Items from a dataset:
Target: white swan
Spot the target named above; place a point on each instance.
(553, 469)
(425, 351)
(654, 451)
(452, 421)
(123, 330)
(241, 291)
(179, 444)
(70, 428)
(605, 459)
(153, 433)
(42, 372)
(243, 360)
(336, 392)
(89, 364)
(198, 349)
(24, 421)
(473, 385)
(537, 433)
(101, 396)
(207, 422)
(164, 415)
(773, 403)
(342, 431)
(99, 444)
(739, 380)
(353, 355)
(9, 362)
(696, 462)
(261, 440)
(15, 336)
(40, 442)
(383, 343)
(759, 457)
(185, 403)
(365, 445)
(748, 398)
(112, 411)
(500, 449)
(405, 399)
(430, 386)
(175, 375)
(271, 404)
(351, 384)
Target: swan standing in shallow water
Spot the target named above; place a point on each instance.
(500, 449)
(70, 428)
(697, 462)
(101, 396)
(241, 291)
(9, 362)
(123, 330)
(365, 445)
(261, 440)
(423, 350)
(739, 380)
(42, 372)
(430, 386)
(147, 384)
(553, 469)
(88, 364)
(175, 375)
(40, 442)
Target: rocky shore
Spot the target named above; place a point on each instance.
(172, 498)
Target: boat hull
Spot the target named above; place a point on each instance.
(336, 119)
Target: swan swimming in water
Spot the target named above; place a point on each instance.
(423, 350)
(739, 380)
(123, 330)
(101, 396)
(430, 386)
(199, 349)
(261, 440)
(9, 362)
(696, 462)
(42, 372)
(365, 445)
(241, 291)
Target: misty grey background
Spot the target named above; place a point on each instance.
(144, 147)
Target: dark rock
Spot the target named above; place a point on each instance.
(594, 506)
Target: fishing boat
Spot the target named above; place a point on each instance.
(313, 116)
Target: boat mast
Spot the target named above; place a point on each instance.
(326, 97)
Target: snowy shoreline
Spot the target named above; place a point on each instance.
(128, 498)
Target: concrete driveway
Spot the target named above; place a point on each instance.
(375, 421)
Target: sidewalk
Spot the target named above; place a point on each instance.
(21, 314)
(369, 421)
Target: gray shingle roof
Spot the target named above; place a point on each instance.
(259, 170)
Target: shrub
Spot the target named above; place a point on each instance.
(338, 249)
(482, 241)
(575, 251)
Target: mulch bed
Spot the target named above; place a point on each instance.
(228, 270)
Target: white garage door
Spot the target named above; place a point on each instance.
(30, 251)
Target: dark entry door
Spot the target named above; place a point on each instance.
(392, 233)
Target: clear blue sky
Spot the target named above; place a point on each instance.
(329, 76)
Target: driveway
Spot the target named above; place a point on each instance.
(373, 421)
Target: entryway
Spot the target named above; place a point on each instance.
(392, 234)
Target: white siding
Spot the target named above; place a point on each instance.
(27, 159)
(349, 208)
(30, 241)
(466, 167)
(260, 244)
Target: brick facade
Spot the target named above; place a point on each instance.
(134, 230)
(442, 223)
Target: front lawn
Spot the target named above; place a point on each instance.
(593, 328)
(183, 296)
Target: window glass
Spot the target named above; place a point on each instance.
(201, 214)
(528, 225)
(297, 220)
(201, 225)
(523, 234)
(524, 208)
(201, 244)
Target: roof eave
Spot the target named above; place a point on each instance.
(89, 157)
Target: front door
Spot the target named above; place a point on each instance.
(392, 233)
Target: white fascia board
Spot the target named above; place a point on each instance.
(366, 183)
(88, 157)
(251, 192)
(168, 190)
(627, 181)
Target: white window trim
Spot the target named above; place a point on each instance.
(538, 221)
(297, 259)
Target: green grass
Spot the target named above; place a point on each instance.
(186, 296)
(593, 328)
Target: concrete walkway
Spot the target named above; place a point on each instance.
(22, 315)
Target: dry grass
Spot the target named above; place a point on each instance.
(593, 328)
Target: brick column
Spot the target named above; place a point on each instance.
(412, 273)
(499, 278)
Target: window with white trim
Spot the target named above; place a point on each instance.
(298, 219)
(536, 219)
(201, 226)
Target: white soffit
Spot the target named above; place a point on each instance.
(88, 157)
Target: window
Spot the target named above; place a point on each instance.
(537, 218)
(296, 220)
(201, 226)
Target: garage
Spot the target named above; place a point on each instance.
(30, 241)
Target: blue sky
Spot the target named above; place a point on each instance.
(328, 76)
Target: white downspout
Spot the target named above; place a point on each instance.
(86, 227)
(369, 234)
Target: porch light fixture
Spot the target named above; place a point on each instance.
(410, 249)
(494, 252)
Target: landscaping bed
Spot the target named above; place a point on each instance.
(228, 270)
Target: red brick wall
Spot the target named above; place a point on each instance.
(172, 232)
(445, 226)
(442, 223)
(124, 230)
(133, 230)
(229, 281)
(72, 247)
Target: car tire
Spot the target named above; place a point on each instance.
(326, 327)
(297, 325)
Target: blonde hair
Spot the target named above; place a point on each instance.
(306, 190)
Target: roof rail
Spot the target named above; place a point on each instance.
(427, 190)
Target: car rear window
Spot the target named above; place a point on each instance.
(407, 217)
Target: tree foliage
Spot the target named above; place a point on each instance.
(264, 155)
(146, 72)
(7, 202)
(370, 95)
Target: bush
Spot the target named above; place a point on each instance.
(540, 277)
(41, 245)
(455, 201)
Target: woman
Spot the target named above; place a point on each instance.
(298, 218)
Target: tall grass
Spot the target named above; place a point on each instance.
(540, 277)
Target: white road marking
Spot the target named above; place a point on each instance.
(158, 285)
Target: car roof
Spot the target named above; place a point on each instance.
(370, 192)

**EXERCISE DETAILS**.
Transcribe the records above exactly.

**SOLUTION TO THIS TASK**.
Target: white swan
Spot the target named above; place a point on each instance.
(553, 469)
(425, 351)
(654, 451)
(452, 421)
(123, 330)
(241, 291)
(179, 444)
(70, 428)
(605, 459)
(153, 433)
(42, 372)
(243, 360)
(336, 392)
(89, 364)
(198, 349)
(24, 421)
(473, 385)
(537, 433)
(101, 396)
(207, 422)
(164, 415)
(773, 403)
(342, 431)
(99, 444)
(739, 380)
(353, 355)
(9, 362)
(696, 462)
(261, 440)
(15, 336)
(40, 442)
(383, 343)
(759, 457)
(185, 403)
(365, 445)
(748, 398)
(112, 411)
(500, 449)
(405, 399)
(430, 386)
(175, 375)
(271, 404)
(351, 384)
Target: swan standing in shallow water
Spot the target named above; place a point on each instance.
(500, 449)
(70, 428)
(697, 462)
(101, 396)
(241, 291)
(9, 362)
(123, 330)
(365, 445)
(261, 440)
(423, 350)
(739, 380)
(42, 372)
(430, 386)
(147, 384)
(553, 469)
(88, 364)
(175, 375)
(40, 442)
Target: rocky shore
Spot the target named above; place a point on each instance.
(172, 498)
Target: boat hull
Spot the target named above; place a point on each instance.
(336, 119)
Target: swan swimming in water
Spot the target named above; place a point on each instance.
(423, 350)
(739, 380)
(123, 330)
(101, 396)
(430, 386)
(199, 349)
(261, 440)
(9, 362)
(696, 462)
(42, 372)
(365, 445)
(241, 291)
Target: misty grey background
Spot the target named above; place a point on each instance.
(144, 147)
Target: dark rock
Spot the target named above; place a point on each instance.
(594, 506)
Target: fishing boat
Spot the target named above; place a point on each instance.
(313, 116)
Target: boat mast
Spot the target named above; place a point on each instance.
(326, 97)
Target: snowy shoreline
Spot the target named above; place a point on each instance.
(128, 498)
Target: concrete driveway
Spot the target named above; place a point on each instance.
(375, 421)
Target: sidewalk
Spot the target named above; place a point on each instance.
(21, 314)
(369, 421)
Target: gray shingle roof
Spot the target named above; place a point on each instance.
(259, 170)
Target: shrub
Spot the target named above; place a point on each instance.
(338, 249)
(482, 241)
(575, 251)
Target: mulch bed
Spot the target named above; place a point on each instance.
(228, 270)
Target: white garage door
Spot the target named above; place a point on each instance.
(30, 251)
Target: dark entry door
Spot the target named above; place a point on each instance.
(392, 233)
Target: clear blue sky
Spot the target named above; place a point on each instance.
(329, 76)
Target: driveway
Spot the target named above; place a point on each instance.
(373, 421)
Target: entryway
Spot the target named above; place a point on each instance.
(392, 234)
Target: white siding
Spot the target named above; place a point on each instance.
(27, 159)
(349, 208)
(30, 241)
(466, 167)
(260, 244)
Target: brick facade
Spot the target named above; place a point on each instance.
(134, 230)
(442, 223)
Target: front lawn
Spot the target named above; place a point on each instance.
(593, 328)
(183, 296)
Target: window glass
Spot the target named above; place a point on each instance.
(201, 214)
(528, 225)
(297, 220)
(201, 225)
(523, 234)
(524, 208)
(201, 244)
Target: roof eave
Spot the target named above; place a point on each instance.
(89, 157)
Target: front door
Spot the target named above; place a point on each instance.
(392, 233)
Target: white fascia board
Spot the target named above; place a point on each instance.
(366, 183)
(88, 157)
(251, 192)
(168, 190)
(627, 181)
Target: white window trim
Spot the target named above; place a point on each instance.
(538, 221)
(297, 259)
Target: green grass
Spot the target named above; place a point on each instance.
(186, 296)
(593, 328)
Target: concrete walkway
Spot the target named above; place a point on each instance.
(22, 315)
Target: dry grass
Spot the target named above; place a point on each instance.
(593, 328)
Target: brick column
Spot the target named above; place a point on each instance.
(412, 273)
(499, 278)
Target: window with white trim
Spot the target named above; place a point on each instance.
(298, 219)
(536, 219)
(201, 226)
Target: white soffit
Spot the target named above; place a point on each instance.
(88, 157)
Target: window
Spot the target named above; place a point on each instance.
(537, 218)
(296, 220)
(201, 226)
Target: garage
Spot the target named above; place a point on each instance.
(30, 241)
Target: blue sky
Spot the target named above; place a point on each instance.
(328, 76)
Target: white downspout
Spot the target named above; place a point on each instance.
(86, 227)
(369, 234)
Target: porch light fixture
Spot the target named above; place a point on each instance.
(410, 249)
(494, 252)
Target: landscaping bed
Spot the target named above; place a point on each instance.
(228, 270)
Target: red brick wall
Spot the target named above; place a point on each instance.
(172, 232)
(445, 226)
(442, 223)
(124, 230)
(133, 230)
(229, 281)
(72, 247)
Target: car tire
Spot the target named above; place a point on each instance.
(326, 327)
(297, 325)
Target: blonde hair
Spot the target named above; place a point on each instance.
(306, 190)
Target: roof rail
Spot the target named above; place a point on each instance.
(427, 190)
Target: car rear window
Spot the target named above; place a point on each instance.
(407, 217)
Target: tree foliage
Spot the target named above; place a point on each instance.
(264, 155)
(146, 72)
(7, 202)
(370, 95)
Target: bush
Spot the target named above; place a point on each instance.
(540, 277)
(41, 245)
(455, 201)
Target: woman
Spot the target named above; place a point on each instance.
(298, 218)
Target: tall grass
Spot the target named above; place a point on each instance.
(540, 277)
Target: white road marking
Spot the target named above; place a point on each instance.
(158, 285)
Target: car roof
Spot the target named above; place a point on each instance.
(370, 192)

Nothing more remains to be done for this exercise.